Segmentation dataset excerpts
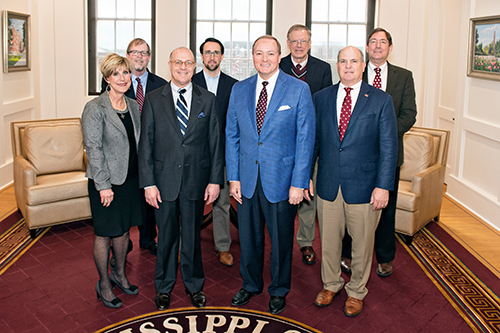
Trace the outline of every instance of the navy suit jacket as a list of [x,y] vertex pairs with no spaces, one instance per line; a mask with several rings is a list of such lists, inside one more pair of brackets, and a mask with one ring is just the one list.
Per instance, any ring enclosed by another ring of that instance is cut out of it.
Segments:
[[334,201],[340,186],[347,203],[369,203],[375,187],[394,189],[398,138],[392,98],[362,82],[344,139],[340,141],[338,89],[337,83],[314,95],[316,194]]
[[[205,82],[205,76],[203,70],[199,71],[191,79],[193,83],[199,85],[203,89],[207,89],[207,83]],[[235,78],[220,72],[219,85],[217,86],[217,94],[215,99],[217,100],[217,107],[219,108],[219,116],[221,120],[222,132],[226,130],[226,115],[227,107],[229,105],[229,97],[231,96],[231,89],[233,85],[238,82]]]
[[[363,81],[368,83],[368,64],[363,73]],[[386,93],[391,95],[398,122],[398,161],[397,166],[403,165],[404,147],[403,137],[417,120],[417,105],[415,104],[415,84],[411,71],[387,62]]]
[[[321,59],[315,58],[312,55],[308,57],[306,83],[311,88],[311,95],[314,95],[321,89],[332,85],[332,68],[330,64]],[[281,58],[280,69],[288,75],[295,77],[292,73],[292,66],[291,54]]]
[[316,117],[306,83],[279,71],[260,135],[256,120],[257,75],[237,82],[226,126],[226,172],[251,198],[260,175],[267,200],[287,200],[290,186],[309,187]]
[[139,186],[156,185],[163,201],[182,192],[203,199],[209,183],[224,182],[224,146],[214,94],[193,84],[182,136],[170,84],[146,95],[139,140]]
[[[167,81],[164,78],[159,77],[158,75],[151,73],[149,70],[147,70],[147,71],[149,73],[148,74],[148,83],[146,84],[146,93],[144,94],[144,96],[146,96],[147,93],[150,93],[153,90],[161,88],[167,84]],[[104,81],[104,78],[103,78],[101,81],[101,93],[106,91],[107,86],[108,86],[108,83],[106,81]],[[125,93],[125,96],[127,96],[129,98],[136,99],[133,84],[130,85],[130,88],[128,88],[127,92]]]

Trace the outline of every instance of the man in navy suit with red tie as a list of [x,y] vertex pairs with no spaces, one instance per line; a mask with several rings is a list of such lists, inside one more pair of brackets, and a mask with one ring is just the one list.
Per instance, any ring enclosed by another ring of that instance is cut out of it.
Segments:
[[361,80],[364,69],[359,49],[342,49],[337,57],[340,83],[313,98],[318,178],[316,193],[311,192],[318,196],[323,280],[315,304],[330,305],[344,287],[340,261],[347,230],[353,248],[351,279],[345,285],[349,317],[361,312],[368,293],[375,229],[394,188],[398,154],[392,98]]
[[[311,30],[302,24],[295,24],[288,29],[286,44],[290,54],[281,59],[280,69],[306,82],[311,94],[332,85],[332,69],[327,62],[308,54],[311,49]],[[315,180],[316,177],[313,177]],[[302,262],[306,265],[316,263],[313,242],[316,235],[316,199],[303,201],[298,208],[299,230],[297,243],[302,252]]]
[[[224,59],[224,45],[215,38],[207,38],[200,45],[201,58],[203,59],[203,70],[193,75],[193,83],[207,89],[215,95],[219,109],[222,134],[226,131],[226,114],[233,85],[238,82],[235,78],[223,73],[220,64]],[[224,172],[224,178],[226,173]],[[231,255],[231,223],[229,220],[229,184],[227,179],[220,187],[220,193],[213,205],[213,227],[215,254],[223,265],[233,266],[234,260]]]

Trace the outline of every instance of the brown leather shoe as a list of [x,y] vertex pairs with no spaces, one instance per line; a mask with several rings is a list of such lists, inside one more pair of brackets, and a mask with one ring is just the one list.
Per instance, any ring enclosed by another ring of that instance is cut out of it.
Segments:
[[233,255],[231,254],[231,252],[215,250],[215,254],[219,256],[219,260],[222,264],[229,266],[229,267],[233,266],[234,259],[233,259]]
[[392,274],[392,270],[393,270],[392,262],[378,264],[378,266],[377,266],[377,274],[379,276],[383,276],[383,277],[389,276]]
[[340,269],[344,273],[351,273],[351,259],[342,257],[342,261],[340,261]]
[[338,293],[323,289],[319,292],[318,296],[316,296],[316,301],[314,302],[314,304],[321,307],[328,306],[332,304],[333,298],[337,295]]
[[363,301],[354,297],[348,297],[345,302],[344,313],[348,317],[356,317],[363,310]]
[[302,246],[300,252],[302,252],[302,261],[304,264],[312,265],[316,263],[316,252],[314,252],[312,246]]

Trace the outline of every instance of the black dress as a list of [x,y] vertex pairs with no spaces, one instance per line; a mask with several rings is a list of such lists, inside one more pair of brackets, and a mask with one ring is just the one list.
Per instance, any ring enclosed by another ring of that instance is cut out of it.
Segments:
[[143,194],[139,189],[139,164],[134,126],[128,111],[119,112],[118,115],[127,130],[130,147],[127,179],[122,185],[111,185],[113,201],[109,207],[102,205],[101,196],[95,188],[94,181],[89,179],[88,182],[94,233],[102,237],[118,237],[131,227],[142,225]]

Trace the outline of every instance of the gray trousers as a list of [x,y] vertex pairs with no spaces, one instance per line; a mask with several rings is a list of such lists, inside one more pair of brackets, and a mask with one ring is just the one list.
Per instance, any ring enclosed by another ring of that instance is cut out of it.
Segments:
[[229,183],[227,182],[226,169],[224,168],[224,184],[213,205],[214,243],[218,251],[229,251],[231,247],[231,222],[229,221]]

:: Problem details ::
Convert all of the data above into a numbered list with one line per entry, leaving out blank lines and the pictures.

:: Task solution ::
1. Trace the outline of every instance of the navy suit jacket as a list of [x,y] vertex pairs with no spaces, one instance per line; a mask with several rings is a list of such lists, inside one more pair of brackets, and a mask with one ring is just the one list.
2. Per instance, any ring enclosed by another ring of that instance is cut out of it.
3. Segments:
4. [[334,201],[340,186],[347,203],[369,203],[375,187],[394,189],[398,138],[392,98],[362,82],[344,139],[340,141],[338,89],[337,83],[314,95],[316,194]]
5. [[[205,82],[205,76],[203,70],[199,71],[191,79],[193,83],[199,85],[203,89],[207,89],[207,83]],[[235,78],[220,72],[219,85],[217,86],[217,94],[215,99],[217,100],[217,107],[219,108],[219,116],[221,120],[222,132],[226,130],[226,115],[227,107],[229,105],[229,97],[231,96],[231,89],[233,85],[238,82]]]
6. [[[363,81],[368,83],[368,64],[363,73]],[[386,93],[391,95],[398,122],[398,161],[397,166],[403,165],[404,147],[403,137],[417,120],[417,105],[415,104],[415,84],[411,71],[387,62]]]
7. [[[321,59],[315,58],[312,55],[308,57],[306,83],[311,88],[311,95],[314,95],[321,89],[332,85],[332,68],[330,64]],[[281,58],[280,69],[288,75],[295,77],[292,73],[292,66],[291,54]]]
8. [[316,117],[306,83],[279,71],[260,135],[256,120],[257,75],[237,82],[226,126],[226,172],[251,198],[260,175],[267,200],[287,200],[290,186],[309,187]]
9. [[139,186],[156,185],[163,201],[182,192],[203,199],[209,183],[224,182],[224,146],[214,94],[193,84],[182,136],[170,84],[146,95],[139,140]]
10. [[[167,81],[164,78],[159,77],[158,75],[151,73],[149,70],[147,70],[147,71],[149,73],[148,74],[148,83],[146,84],[146,93],[144,94],[144,96],[146,96],[147,93],[150,93],[153,90],[161,88],[167,84]],[[104,81],[104,78],[103,78],[101,81],[101,93],[106,91],[107,86],[108,86],[108,83],[106,81]],[[125,93],[125,96],[127,96],[129,98],[136,99],[133,84],[130,85],[130,88],[128,88],[127,92]]]
11. Trace the outline of every instance of the man in navy suit with red tie as a list of [x,y] vertex pairs with no spaces, one instance per line; a mask with several rings is a list of such lists, inside one more pair of brackets, and a mask with one ring is just the one list.
12. Per instance, any ring enclosed by another ring of that instance is cut out of it.
13. Segments:
14. [[361,80],[364,69],[359,49],[342,49],[337,57],[340,83],[313,98],[318,178],[316,193],[311,192],[318,196],[323,280],[315,304],[330,305],[344,287],[340,261],[347,230],[353,248],[351,279],[345,285],[349,317],[361,312],[368,293],[375,229],[394,188],[398,154],[392,98]]
15. [[[311,30],[302,24],[295,24],[288,29],[286,44],[290,54],[281,59],[280,69],[306,82],[311,94],[332,85],[332,69],[327,62],[308,54],[311,49]],[[315,180],[316,177],[313,177]],[[302,262],[306,265],[316,263],[313,242],[316,235],[316,199],[303,201],[298,208],[299,230],[297,243],[302,252]]]
16. [[[224,59],[224,45],[215,38],[207,38],[200,45],[201,58],[203,59],[203,70],[193,75],[193,83],[207,89],[215,95],[219,109],[222,134],[226,131],[226,114],[233,85],[238,82],[235,78],[223,73],[220,64]],[[224,172],[224,178],[226,173]],[[231,255],[231,223],[229,220],[229,184],[227,179],[220,187],[220,193],[213,205],[213,227],[215,254],[223,265],[233,266],[234,260]]]
17. Trace the outline of every instance of the brown leather shoe as a list of [x,y] vertex pairs with no spaces, one instance per line; a mask with several rings is a list of such lists, inside one more pair of brackets, and a mask with one ring is just the one list.
18. Per instance, any ring enclosed by another ring of that instance is cut out of it.
19. Segments:
20. [[233,255],[231,254],[231,252],[215,250],[215,254],[219,256],[219,260],[222,264],[229,266],[229,267],[233,266],[234,259],[233,259]]
21. [[392,274],[392,270],[393,270],[392,262],[378,264],[378,266],[377,266],[377,274],[379,276],[383,276],[383,277],[389,276]]
22. [[340,269],[344,273],[351,273],[351,259],[342,257],[342,261],[340,261]]
23. [[338,293],[323,289],[319,292],[318,296],[316,296],[316,301],[314,302],[314,304],[321,307],[328,306],[332,304],[333,298],[337,295]]
24. [[363,301],[354,297],[348,297],[345,302],[344,313],[348,317],[356,317],[363,310]]
25. [[302,246],[300,252],[302,252],[302,261],[304,264],[312,265],[316,263],[316,252],[314,252],[312,246]]
26. Trace the outline of every instance of the black dress as a list of [x,y] vertex pairs with no spaces, one instance per line; a mask with several rings is a list of such lists, inside one more pair of brackets, and a mask with one ring is just the one list.
27. Per instance, any ring enclosed by another ring of that instance is cut out of it.
28. Segments:
29. [[143,194],[139,189],[139,164],[134,126],[128,111],[119,112],[118,115],[127,130],[130,147],[127,179],[122,185],[111,185],[113,201],[109,207],[102,205],[101,196],[95,188],[94,181],[89,179],[88,182],[94,233],[102,237],[118,237],[131,227],[142,225]]
30. Trace the outline of every instance of the gray trousers as a list of [x,y] vertex pairs with no spaces, one instance per line; a mask with several rings is a list of such lists, inside one more pair of brackets, and a mask with one ring is just the one list.
31. Per instance, any ring enclosed by another ring of that instance is cut out of it.
32. Segments:
33. [[229,183],[227,182],[226,169],[224,168],[224,184],[213,205],[214,243],[218,251],[229,251],[231,247],[231,222],[229,221]]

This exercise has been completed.